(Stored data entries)
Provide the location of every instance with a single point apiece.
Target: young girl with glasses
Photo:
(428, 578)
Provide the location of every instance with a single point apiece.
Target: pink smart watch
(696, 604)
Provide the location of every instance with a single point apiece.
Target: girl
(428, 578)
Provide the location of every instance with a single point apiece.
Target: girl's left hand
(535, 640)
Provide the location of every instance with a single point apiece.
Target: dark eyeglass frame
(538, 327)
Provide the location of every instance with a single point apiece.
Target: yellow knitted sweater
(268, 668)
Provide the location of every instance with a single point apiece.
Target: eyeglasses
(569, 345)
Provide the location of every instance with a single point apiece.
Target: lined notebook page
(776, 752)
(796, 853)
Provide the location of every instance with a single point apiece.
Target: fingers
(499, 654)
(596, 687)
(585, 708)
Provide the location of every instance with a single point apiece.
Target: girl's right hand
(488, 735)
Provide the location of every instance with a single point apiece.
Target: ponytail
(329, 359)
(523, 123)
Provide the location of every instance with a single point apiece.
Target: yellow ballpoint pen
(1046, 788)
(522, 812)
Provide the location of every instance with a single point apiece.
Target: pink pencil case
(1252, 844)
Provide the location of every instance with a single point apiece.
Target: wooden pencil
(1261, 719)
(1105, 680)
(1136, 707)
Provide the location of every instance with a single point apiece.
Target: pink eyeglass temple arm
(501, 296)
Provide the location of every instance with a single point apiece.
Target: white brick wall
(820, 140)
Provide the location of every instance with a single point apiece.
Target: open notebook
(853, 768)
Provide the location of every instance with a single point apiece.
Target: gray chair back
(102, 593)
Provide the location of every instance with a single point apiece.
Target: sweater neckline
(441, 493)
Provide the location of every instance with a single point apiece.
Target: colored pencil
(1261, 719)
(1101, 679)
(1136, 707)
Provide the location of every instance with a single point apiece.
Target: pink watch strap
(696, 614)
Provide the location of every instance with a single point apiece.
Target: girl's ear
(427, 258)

▸ Task brief:
Reproduce the entire listing word for word.

▸ Answer for the task:
Provide the location of every instance with a single point apiece.
Target: young girl with glasses
Photo:
(428, 578)
Provide the location of every instance with a single point apiece.
Target: pink smart watch
(696, 604)
Provide the location of every instance with a single point apiece.
Target: girl
(428, 578)
Provide the location of every instance with a single point apiece.
Target: girl's left hand
(535, 640)
Provide the location of every instance with a single point apiece.
Target: dark eyeglass frame
(538, 327)
Provide the location of every instance with a single point apiece.
Target: yellow knitted sweater
(268, 668)
Provide the location of every instance with a single point apiece.
Target: eyeglasses
(569, 345)
Provide the location of every instance with a single point apiece.
Target: lined notebook page
(776, 752)
(796, 853)
Provide the location of every instance with a single point apiece.
Target: fingers
(499, 654)
(596, 687)
(585, 708)
Provide the location of every instance with a single point apiece.
Target: girl's right hand
(488, 735)
Provide the location of every instance with a single point apiece.
Target: ponytail
(329, 359)
(523, 123)
Provide the location of every instance with a single point apiece.
Target: yellow ballpoint pen
(1046, 788)
(522, 812)
Provide the location of every instance with a single point apiece.
Target: pink pencil case
(1252, 844)
Provide the location of every instance with a single point apiece.
Target: wooden pencil
(1261, 719)
(1105, 680)
(1136, 707)
Provide the location of every instance with a single point apiece.
Target: pink eyeglass temple arm
(501, 296)
Provide the location of every instance with a single point apiece.
Target: white brick wall
(820, 140)
Provide the location of every instance with a single point apiece.
Target: open notebook
(853, 768)
Provide the location of every instance with a single point apiece.
Target: gray chair back
(102, 593)
Provide the location of every instance with a single point apiece.
Target: sweater neckline
(441, 493)
Provide the location of every instance with a single point apiece.
Target: colored pencil
(1261, 719)
(1101, 679)
(1136, 707)
Provide the location of every instance with a single point apiece.
Target: pink watch strap
(696, 614)
Provide the location of every instance with a single point apiece.
Target: girl's ear
(427, 258)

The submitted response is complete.